What the task asks: Please rewrite all of the material below, substituting "object detector" for every "detection module" and changing nothing else. Omit the pictures from your version.

Data excerpts:

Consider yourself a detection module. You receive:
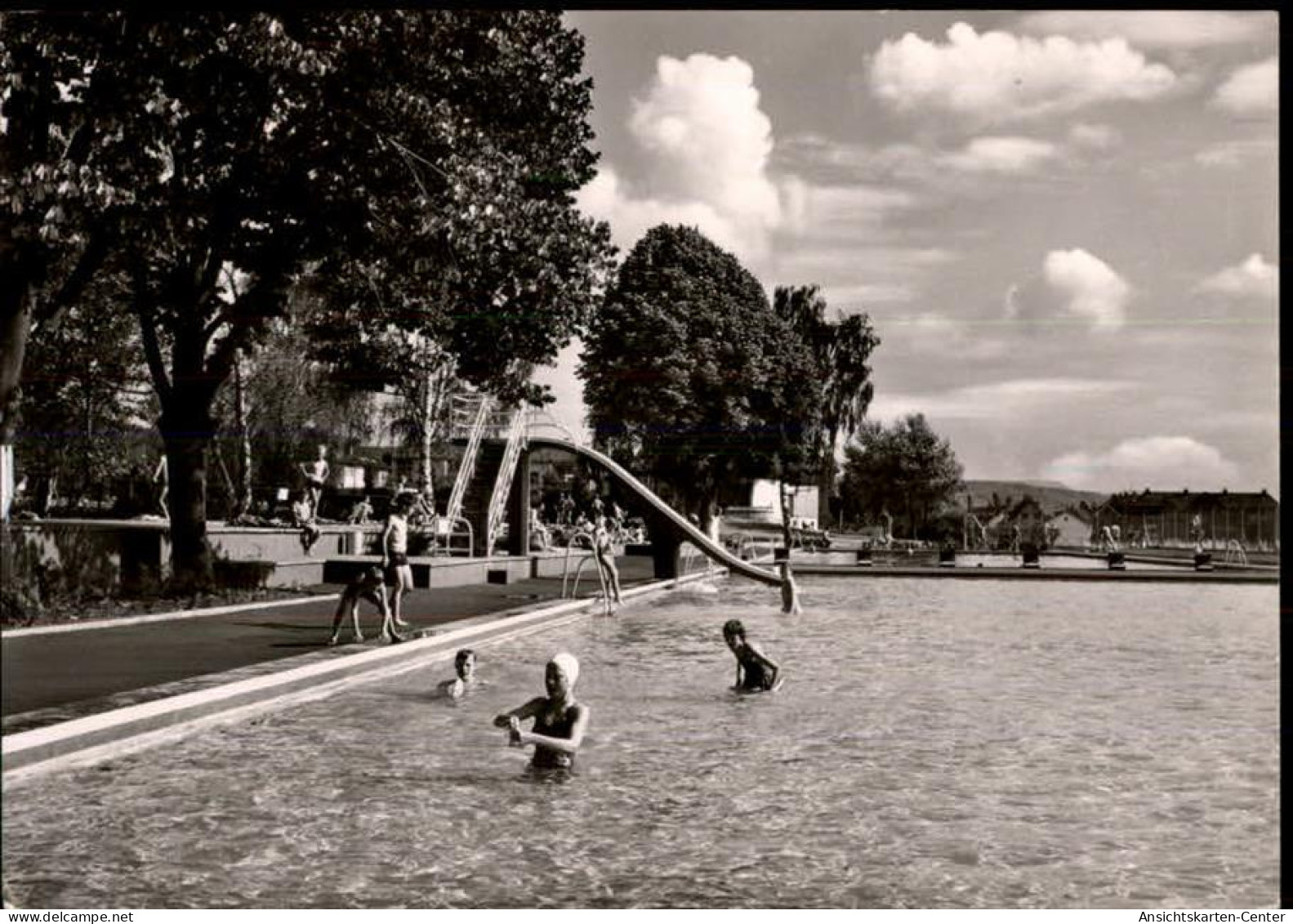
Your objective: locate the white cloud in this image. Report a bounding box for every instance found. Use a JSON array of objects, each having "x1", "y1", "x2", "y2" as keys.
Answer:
[
  {"x1": 1042, "y1": 248, "x2": 1131, "y2": 330},
  {"x1": 579, "y1": 55, "x2": 782, "y2": 260},
  {"x1": 1198, "y1": 253, "x2": 1280, "y2": 299},
  {"x1": 1211, "y1": 57, "x2": 1280, "y2": 115},
  {"x1": 1068, "y1": 122, "x2": 1122, "y2": 150},
  {"x1": 941, "y1": 137, "x2": 1060, "y2": 173},
  {"x1": 881, "y1": 312, "x2": 1007, "y2": 359},
  {"x1": 870, "y1": 22, "x2": 1177, "y2": 123},
  {"x1": 1195, "y1": 138, "x2": 1279, "y2": 170},
  {"x1": 1019, "y1": 11, "x2": 1277, "y2": 49},
  {"x1": 1041, "y1": 436, "x2": 1239, "y2": 492},
  {"x1": 867, "y1": 375, "x2": 1133, "y2": 421}
]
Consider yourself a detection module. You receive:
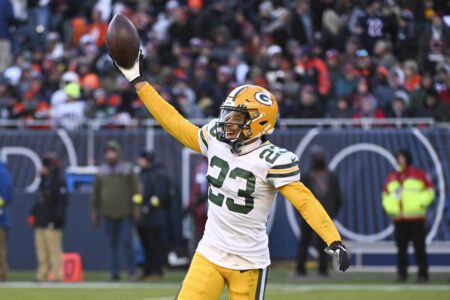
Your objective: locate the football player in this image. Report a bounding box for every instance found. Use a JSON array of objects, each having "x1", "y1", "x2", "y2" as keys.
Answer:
[{"x1": 117, "y1": 55, "x2": 349, "y2": 300}]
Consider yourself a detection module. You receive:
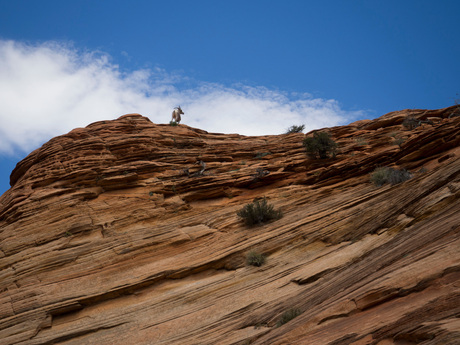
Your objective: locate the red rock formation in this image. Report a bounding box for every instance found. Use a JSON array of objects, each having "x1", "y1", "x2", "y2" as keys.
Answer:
[{"x1": 0, "y1": 108, "x2": 460, "y2": 345}]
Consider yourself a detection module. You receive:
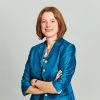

Answer for this exercise:
Consider yourself a object detector. You receive:
Your objective: locate the white cloud in this image. Report a bounding box for every instance found. Use a JSON array of objects, each having "x1", "y1", "x2", "y2" as keys.
Answer:
[
  {"x1": 1042, "y1": 248, "x2": 1131, "y2": 330},
  {"x1": 579, "y1": 55, "x2": 782, "y2": 260},
  {"x1": 1198, "y1": 253, "x2": 1280, "y2": 299},
  {"x1": 1211, "y1": 57, "x2": 1280, "y2": 115},
  {"x1": 1068, "y1": 122, "x2": 1122, "y2": 150},
  {"x1": 941, "y1": 137, "x2": 1060, "y2": 173},
  {"x1": 881, "y1": 312, "x2": 1007, "y2": 359},
  {"x1": 870, "y1": 22, "x2": 1177, "y2": 123},
  {"x1": 1195, "y1": 138, "x2": 1279, "y2": 170},
  {"x1": 1019, "y1": 11, "x2": 1277, "y2": 49},
  {"x1": 1041, "y1": 436, "x2": 1239, "y2": 492},
  {"x1": 867, "y1": 375, "x2": 1133, "y2": 421}
]
Consider yourself a object detector. You receive:
Your objective: locate the football player in this image. Report a bounding box for every instance found. Use a JSON array of objects, each having "x1", "y1", "x2", "y2" as keys.
Answer:
[{"x1": 117, "y1": 55, "x2": 349, "y2": 300}]
Consider yourself a object detector. You receive:
Your objective: locate the red rock formation in this image. Report a bounding box for every instance found. Use a JSON array of objects, each having "x1", "y1", "x2", "y2" as keys.
Answer:
[{"x1": 0, "y1": 108, "x2": 460, "y2": 345}]
Consider yourself a object detector. You receive:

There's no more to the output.